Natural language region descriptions
------------------------------------

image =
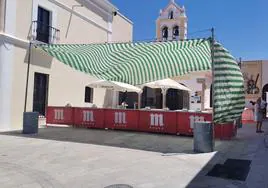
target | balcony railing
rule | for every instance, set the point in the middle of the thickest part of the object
(45, 33)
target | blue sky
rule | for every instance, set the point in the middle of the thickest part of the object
(240, 25)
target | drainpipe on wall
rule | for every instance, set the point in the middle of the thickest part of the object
(2, 15)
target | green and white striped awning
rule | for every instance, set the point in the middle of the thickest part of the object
(139, 63)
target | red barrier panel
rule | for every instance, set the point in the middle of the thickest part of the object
(248, 116)
(60, 115)
(186, 120)
(89, 117)
(158, 121)
(121, 119)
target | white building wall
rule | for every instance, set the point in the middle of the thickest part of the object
(65, 84)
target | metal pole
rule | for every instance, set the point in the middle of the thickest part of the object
(212, 67)
(27, 77)
(213, 77)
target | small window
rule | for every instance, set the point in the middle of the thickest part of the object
(165, 33)
(88, 95)
(175, 32)
(43, 25)
(171, 15)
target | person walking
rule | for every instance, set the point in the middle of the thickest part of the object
(258, 115)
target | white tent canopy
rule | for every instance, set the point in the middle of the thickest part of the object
(166, 84)
(116, 86)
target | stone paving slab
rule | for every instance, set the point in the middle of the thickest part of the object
(66, 157)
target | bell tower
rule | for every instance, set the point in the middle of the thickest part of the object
(171, 23)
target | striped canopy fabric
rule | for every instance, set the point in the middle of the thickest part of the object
(139, 63)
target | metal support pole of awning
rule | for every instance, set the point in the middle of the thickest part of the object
(27, 76)
(213, 71)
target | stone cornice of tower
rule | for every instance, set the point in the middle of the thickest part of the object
(175, 4)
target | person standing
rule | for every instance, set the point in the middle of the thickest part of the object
(258, 115)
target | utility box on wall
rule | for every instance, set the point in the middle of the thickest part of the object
(30, 122)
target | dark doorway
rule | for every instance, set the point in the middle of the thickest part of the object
(177, 99)
(129, 97)
(151, 98)
(40, 93)
(174, 99)
(43, 25)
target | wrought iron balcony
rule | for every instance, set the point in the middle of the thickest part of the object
(44, 33)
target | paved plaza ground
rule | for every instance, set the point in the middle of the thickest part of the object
(68, 157)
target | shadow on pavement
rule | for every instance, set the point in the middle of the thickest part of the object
(166, 144)
(244, 146)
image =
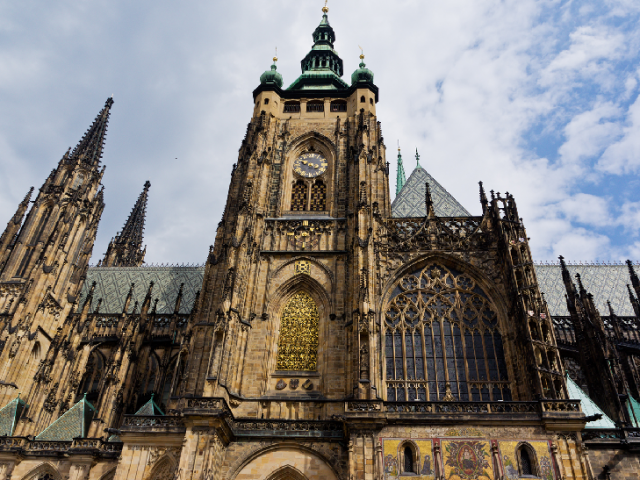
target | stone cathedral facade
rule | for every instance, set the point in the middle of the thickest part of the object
(332, 333)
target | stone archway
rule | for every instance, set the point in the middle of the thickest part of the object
(286, 463)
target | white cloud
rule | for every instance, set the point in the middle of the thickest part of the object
(464, 80)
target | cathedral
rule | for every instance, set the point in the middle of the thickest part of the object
(334, 332)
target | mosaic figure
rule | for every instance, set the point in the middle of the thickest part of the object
(510, 470)
(467, 459)
(426, 467)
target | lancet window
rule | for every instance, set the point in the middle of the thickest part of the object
(298, 343)
(318, 196)
(442, 340)
(93, 373)
(299, 196)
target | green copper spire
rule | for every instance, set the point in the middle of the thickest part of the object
(322, 67)
(272, 76)
(401, 178)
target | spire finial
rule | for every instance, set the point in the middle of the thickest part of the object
(401, 178)
(126, 249)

------------------------------------

_TASK BRIEF_
Repeat each of the records exactly as written, except for the pictures, which are to be left out.

_ANSWER TO THE EXERCISE_
image =
target | balcony railing
rule | for every instance, set the point in the middle of the thickest part of the object
(45, 33)
target | blue sky
rule | for every instance, set the point in the middle of the thickest part of the object
(240, 25)
target | drainpipe on wall
rule | for every instance, set the point in the middle of the thickest part of the object
(2, 15)
target | green and white striped awning
rule | for every instance, set the point in the middle of the thickest part of the object
(139, 63)
target | red barrier panel
rule | for every instance, set the point in the middle of the thickest part of the object
(248, 116)
(60, 115)
(186, 120)
(89, 117)
(158, 121)
(121, 119)
target | white building wall
rule | for every instance, set the point in the middle of the thickest part of the object
(65, 84)
target | metal pole
rule | for every instance, set the point in the middle of the thickest part of the object
(212, 67)
(27, 77)
(213, 77)
target | small window
rule | for every instance, set the point in the middle of the thickest part of the object
(165, 33)
(88, 95)
(175, 32)
(43, 25)
(171, 15)
target | person walking
rule | for every instance, set the point in the middle of the thickest part of the object
(258, 115)
target | white tent canopy
rule | for every instance, set the point in the middle of the thickest part of the object
(166, 84)
(116, 86)
target | stone paving slab
rule | for every instance, set the point in the middle of the thickest part of the object
(66, 157)
target | bell tower
rule | for every instance, set the point in the middle of the thickest part of the object
(171, 23)
target | striped canopy fabric
rule | for every instance, set the point in the middle of the thickest part of the object
(139, 63)
target | metal support pole of awning
rule | for every instance, set the point in the middle of the thickest part of the object
(27, 76)
(213, 71)
target | stone cornice of tower
rule | for every instance, set the point in the middle of the thickest part of the object
(175, 4)
target | person standing
rule | for every instance, set the point in the middle of the thickest part of the object
(258, 115)
target | utility box on wall
rule | for every instance, set the point in the middle of the thickest part of the object
(30, 122)
target | dark doorway
rule | for every instance, set the point in the middle of the thickest part of the object
(177, 99)
(129, 97)
(151, 98)
(40, 93)
(174, 99)
(43, 25)
target | wrought iron balcony
rule | for every instance, set the point in the middle of the thickest part of the object
(44, 33)
target | paved plaza ground
rule | for every instance, set the point in the middle of the thickest part of the object
(68, 157)
target | shadow on pavement
rule | for every instance, set the point in the middle of the thickest part of the object
(166, 144)
(244, 146)
image =
target | stone cathedral facade
rule | for every instance, set the point in the middle of the thickest part of the object
(332, 333)
target | stone archway
rule | for every instance, set the point in the middle of the thickest part of the object
(286, 463)
target | white cloud
rule | for every instance, set the point in the middle of the thickest part of the object
(464, 80)
target | cathedral
rule | for every instance, set the point in the middle of the thickest part of the object
(334, 332)
target | mosaic figure
rule | for every instance, set the point in the middle of the thickest part of the object
(510, 470)
(467, 459)
(426, 467)
target | lancet window
rule | for every instance, set the point in the middle of the thickest part of the object
(298, 343)
(318, 196)
(442, 340)
(93, 373)
(299, 196)
target | green copper spire
rule | for every instance, set the point in the middle of the thickest part of the object
(322, 67)
(272, 76)
(401, 178)
target | spire finial
rule | for every instance, set the point in the middle of the thickest part of the object
(401, 178)
(126, 249)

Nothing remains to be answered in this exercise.